Report each line of the records where "denim" occurs.

(EXTRACTED MATERIAL begins)

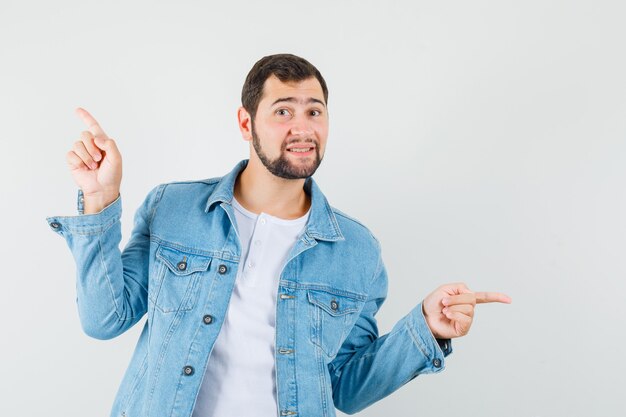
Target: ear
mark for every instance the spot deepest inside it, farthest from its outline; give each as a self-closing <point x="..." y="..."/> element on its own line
<point x="245" y="123"/>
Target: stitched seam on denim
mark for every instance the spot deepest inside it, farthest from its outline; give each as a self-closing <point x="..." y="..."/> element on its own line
<point x="159" y="195"/>
<point x="419" y="342"/>
<point x="164" y="346"/>
<point x="94" y="229"/>
<point x="366" y="355"/>
<point x="108" y="279"/>
<point x="224" y="255"/>
<point x="325" y="288"/>
<point x="135" y="384"/>
<point x="322" y="378"/>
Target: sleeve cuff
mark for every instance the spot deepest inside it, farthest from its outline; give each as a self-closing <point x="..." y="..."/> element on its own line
<point x="87" y="224"/>
<point x="435" y="349"/>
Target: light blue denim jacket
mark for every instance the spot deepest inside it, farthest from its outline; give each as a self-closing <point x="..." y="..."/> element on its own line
<point x="179" y="267"/>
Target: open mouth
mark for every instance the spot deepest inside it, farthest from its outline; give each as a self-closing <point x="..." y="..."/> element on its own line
<point x="301" y="149"/>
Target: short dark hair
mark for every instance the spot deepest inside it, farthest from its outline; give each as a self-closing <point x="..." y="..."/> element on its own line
<point x="286" y="67"/>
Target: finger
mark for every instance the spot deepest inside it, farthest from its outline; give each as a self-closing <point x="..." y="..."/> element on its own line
<point x="461" y="321"/>
<point x="74" y="161"/>
<point x="91" y="123"/>
<point x="467" y="298"/>
<point x="87" y="138"/>
<point x="110" y="148"/>
<point x="80" y="150"/>
<point x="466" y="309"/>
<point x="492" y="297"/>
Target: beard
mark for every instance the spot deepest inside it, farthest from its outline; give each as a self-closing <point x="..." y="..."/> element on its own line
<point x="281" y="166"/>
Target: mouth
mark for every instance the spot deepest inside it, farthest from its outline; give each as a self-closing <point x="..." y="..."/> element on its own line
<point x="301" y="150"/>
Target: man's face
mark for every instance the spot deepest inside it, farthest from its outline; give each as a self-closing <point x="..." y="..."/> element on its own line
<point x="290" y="127"/>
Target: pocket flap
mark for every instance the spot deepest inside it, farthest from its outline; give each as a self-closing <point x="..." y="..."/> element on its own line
<point x="334" y="304"/>
<point x="183" y="263"/>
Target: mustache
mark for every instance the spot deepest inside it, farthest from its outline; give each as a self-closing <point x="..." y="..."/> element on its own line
<point x="292" y="141"/>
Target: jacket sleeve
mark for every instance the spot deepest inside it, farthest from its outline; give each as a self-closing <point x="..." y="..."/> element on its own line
<point x="111" y="287"/>
<point x="368" y="368"/>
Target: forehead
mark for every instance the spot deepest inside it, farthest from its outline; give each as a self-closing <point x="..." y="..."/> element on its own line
<point x="273" y="88"/>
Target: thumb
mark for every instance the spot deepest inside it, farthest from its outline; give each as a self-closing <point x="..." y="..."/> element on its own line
<point x="108" y="145"/>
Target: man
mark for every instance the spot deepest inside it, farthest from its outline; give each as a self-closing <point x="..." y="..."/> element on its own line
<point x="260" y="296"/>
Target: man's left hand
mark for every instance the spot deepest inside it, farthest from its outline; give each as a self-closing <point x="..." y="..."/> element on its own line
<point x="449" y="310"/>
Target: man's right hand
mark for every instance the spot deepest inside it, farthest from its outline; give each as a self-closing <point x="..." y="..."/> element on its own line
<point x="96" y="165"/>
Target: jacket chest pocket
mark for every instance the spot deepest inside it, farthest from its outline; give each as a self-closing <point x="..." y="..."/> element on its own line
<point x="174" y="287"/>
<point x="332" y="315"/>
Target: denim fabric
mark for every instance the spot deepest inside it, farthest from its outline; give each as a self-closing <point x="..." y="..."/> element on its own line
<point x="179" y="268"/>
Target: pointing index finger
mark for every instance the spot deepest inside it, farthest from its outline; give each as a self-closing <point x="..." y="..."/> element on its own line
<point x="91" y="123"/>
<point x="492" y="297"/>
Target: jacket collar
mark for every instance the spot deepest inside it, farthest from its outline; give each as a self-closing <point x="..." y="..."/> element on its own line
<point x="322" y="223"/>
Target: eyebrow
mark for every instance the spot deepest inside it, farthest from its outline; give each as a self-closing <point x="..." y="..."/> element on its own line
<point x="294" y="100"/>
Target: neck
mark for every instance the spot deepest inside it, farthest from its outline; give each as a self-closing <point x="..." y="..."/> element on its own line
<point x="258" y="190"/>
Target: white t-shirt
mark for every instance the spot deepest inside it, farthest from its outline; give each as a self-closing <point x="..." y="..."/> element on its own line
<point x="240" y="379"/>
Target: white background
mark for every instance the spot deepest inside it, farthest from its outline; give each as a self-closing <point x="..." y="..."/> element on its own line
<point x="481" y="141"/>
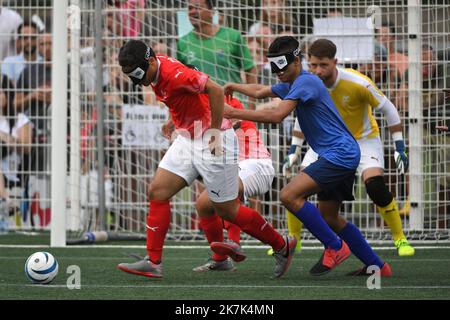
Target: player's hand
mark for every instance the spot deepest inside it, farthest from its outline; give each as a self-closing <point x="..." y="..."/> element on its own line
<point x="167" y="129"/>
<point x="291" y="159"/>
<point x="215" y="145"/>
<point x="228" y="111"/>
<point x="400" y="156"/>
<point x="228" y="90"/>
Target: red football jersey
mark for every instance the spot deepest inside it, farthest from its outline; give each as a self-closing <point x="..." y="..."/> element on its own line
<point x="181" y="88"/>
<point x="251" y="145"/>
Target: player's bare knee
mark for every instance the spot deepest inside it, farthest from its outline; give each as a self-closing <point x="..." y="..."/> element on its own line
<point x="291" y="201"/>
<point x="378" y="191"/>
<point x="155" y="193"/>
<point x="333" y="222"/>
<point x="203" y="207"/>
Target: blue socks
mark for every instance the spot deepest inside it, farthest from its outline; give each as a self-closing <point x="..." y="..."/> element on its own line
<point x="313" y="221"/>
<point x="359" y="246"/>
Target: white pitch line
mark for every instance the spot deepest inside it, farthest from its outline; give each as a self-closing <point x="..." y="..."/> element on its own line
<point x="219" y="286"/>
<point x="201" y="259"/>
<point x="261" y="247"/>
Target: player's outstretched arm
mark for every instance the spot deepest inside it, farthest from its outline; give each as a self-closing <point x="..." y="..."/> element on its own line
<point x="275" y="115"/>
<point x="395" y="127"/>
<point x="295" y="151"/>
<point x="253" y="90"/>
<point x="216" y="102"/>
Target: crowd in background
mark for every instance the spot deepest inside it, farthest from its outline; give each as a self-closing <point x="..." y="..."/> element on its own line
<point x="225" y="53"/>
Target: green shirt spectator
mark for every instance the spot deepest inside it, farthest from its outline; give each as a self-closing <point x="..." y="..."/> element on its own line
<point x="222" y="56"/>
<point x="220" y="52"/>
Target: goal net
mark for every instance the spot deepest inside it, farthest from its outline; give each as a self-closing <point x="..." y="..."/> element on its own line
<point x="403" y="46"/>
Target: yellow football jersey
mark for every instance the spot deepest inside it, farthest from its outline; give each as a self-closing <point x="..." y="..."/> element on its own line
<point x="355" y="95"/>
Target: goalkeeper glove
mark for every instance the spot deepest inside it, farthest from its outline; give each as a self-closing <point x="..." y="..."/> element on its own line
<point x="293" y="156"/>
<point x="400" y="156"/>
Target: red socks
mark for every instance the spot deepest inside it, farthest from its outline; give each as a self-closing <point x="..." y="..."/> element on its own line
<point x="251" y="222"/>
<point x="158" y="221"/>
<point x="233" y="231"/>
<point x="212" y="227"/>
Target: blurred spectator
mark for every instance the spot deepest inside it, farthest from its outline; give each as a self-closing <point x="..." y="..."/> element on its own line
<point x="435" y="112"/>
<point x="398" y="62"/>
<point x="131" y="16"/>
<point x="334" y="12"/>
<point x="304" y="46"/>
<point x="276" y="14"/>
<point x="10" y="21"/>
<point x="433" y="83"/>
<point x="379" y="71"/>
<point x="15" y="140"/>
<point x="13" y="66"/>
<point x="33" y="98"/>
<point x="217" y="51"/>
<point x="258" y="43"/>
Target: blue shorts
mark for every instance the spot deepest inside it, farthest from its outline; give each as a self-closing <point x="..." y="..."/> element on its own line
<point x="336" y="182"/>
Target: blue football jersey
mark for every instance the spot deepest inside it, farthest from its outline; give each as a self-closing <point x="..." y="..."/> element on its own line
<point x="320" y="121"/>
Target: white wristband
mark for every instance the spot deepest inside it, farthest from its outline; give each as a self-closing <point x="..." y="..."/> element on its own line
<point x="297" y="141"/>
<point x="396" y="136"/>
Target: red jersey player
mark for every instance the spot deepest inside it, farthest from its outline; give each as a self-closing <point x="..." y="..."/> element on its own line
<point x="202" y="148"/>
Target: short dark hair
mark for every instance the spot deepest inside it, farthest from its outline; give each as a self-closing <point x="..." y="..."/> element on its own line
<point x="322" y="48"/>
<point x="210" y="4"/>
<point x="283" y="44"/>
<point x="388" y="24"/>
<point x="133" y="52"/>
<point x="28" y="23"/>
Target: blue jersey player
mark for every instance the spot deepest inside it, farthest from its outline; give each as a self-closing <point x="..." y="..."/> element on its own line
<point x="331" y="177"/>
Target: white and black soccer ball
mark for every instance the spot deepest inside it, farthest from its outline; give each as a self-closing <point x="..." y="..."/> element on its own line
<point x="41" y="267"/>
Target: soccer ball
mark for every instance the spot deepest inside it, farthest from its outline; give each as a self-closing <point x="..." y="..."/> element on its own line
<point x="41" y="267"/>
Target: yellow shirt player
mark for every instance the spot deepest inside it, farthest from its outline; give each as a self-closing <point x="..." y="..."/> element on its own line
<point x="355" y="97"/>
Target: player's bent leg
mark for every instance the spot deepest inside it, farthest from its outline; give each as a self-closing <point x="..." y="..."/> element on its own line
<point x="251" y="222"/>
<point x="388" y="208"/>
<point x="331" y="258"/>
<point x="293" y="197"/>
<point x="294" y="230"/>
<point x="163" y="187"/>
<point x="143" y="268"/>
<point x="212" y="227"/>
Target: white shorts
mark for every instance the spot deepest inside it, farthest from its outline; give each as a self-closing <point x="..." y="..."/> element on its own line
<point x="189" y="159"/>
<point x="372" y="155"/>
<point x="256" y="176"/>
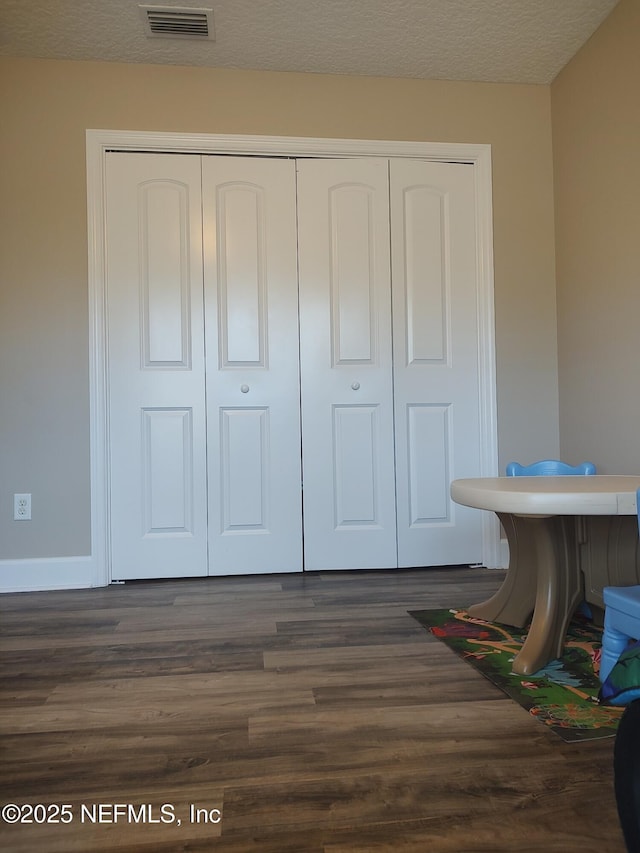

(EXTRACTED MATERIAL ends)

**EXERCISE OUTPUT:**
Target: stitched seam on denim
Target: light blue denim jacket
Target: denim fabric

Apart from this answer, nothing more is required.